» **Task to carry out**:
Starting at the line that contains "# annotate each instance of the yellow tower", output each line through the end of the data exactly, and nothing more.

**** The records

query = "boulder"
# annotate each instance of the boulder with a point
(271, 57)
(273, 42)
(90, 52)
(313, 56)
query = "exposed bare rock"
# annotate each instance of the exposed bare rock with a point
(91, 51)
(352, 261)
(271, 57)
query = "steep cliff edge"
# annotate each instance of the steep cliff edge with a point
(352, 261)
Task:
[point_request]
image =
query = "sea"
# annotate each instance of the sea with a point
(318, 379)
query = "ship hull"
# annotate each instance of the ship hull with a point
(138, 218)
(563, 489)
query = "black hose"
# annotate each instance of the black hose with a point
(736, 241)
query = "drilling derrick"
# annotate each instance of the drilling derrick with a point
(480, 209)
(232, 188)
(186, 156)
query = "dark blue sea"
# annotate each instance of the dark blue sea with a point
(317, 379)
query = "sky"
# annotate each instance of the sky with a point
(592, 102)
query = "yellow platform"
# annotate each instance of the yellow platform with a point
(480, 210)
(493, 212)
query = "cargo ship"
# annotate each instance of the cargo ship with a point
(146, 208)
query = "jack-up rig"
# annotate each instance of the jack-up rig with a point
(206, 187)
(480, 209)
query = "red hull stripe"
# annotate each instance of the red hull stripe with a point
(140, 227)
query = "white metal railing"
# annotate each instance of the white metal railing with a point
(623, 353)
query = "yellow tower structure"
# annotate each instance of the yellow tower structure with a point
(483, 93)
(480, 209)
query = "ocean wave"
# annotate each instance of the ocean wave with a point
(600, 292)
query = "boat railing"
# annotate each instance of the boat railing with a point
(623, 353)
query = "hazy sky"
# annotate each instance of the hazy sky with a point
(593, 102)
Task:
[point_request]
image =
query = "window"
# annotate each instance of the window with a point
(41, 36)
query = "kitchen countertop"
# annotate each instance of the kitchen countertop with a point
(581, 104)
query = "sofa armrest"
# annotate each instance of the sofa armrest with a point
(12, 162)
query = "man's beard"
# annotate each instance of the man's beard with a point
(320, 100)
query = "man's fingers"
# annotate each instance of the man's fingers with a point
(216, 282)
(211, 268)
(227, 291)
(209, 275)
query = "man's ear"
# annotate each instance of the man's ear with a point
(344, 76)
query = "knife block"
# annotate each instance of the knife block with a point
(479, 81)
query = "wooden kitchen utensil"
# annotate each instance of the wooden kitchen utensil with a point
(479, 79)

********

» **Exercise response**:
# annotate each instance of the yellow tower structure with a point
(483, 93)
(480, 209)
query = "ocean wave"
# annotate each instance of the ocean wave with a point
(600, 292)
query = "boat railing"
# annotate each instance of the boat railing with a point
(623, 353)
query = "hazy sky"
# annotate each instance of the hazy sky with a point
(593, 102)
Task:
[point_request]
image =
query = "window"
# annotate each instance of the window with a point
(41, 36)
query = "kitchen countertop"
# annotate each instance of the kitchen countertop with a point
(581, 104)
query = "sofa armrest"
# annotate each instance of the sofa armrest with a point
(12, 162)
query = "man's beard"
# annotate each instance of the man's beard with a point
(320, 100)
query = "man's fingers"
# annotate each instance of the man's fingers with a point
(216, 282)
(211, 268)
(227, 291)
(209, 275)
query = "man's ear"
# annotate each instance of the man's ear with a point
(344, 76)
query = "knife block"
# annotate each instance of the knife block with a point
(479, 81)
query = "wooden kitchen utensil"
# annotate each instance of the wooden kitchen utensil with a point
(479, 79)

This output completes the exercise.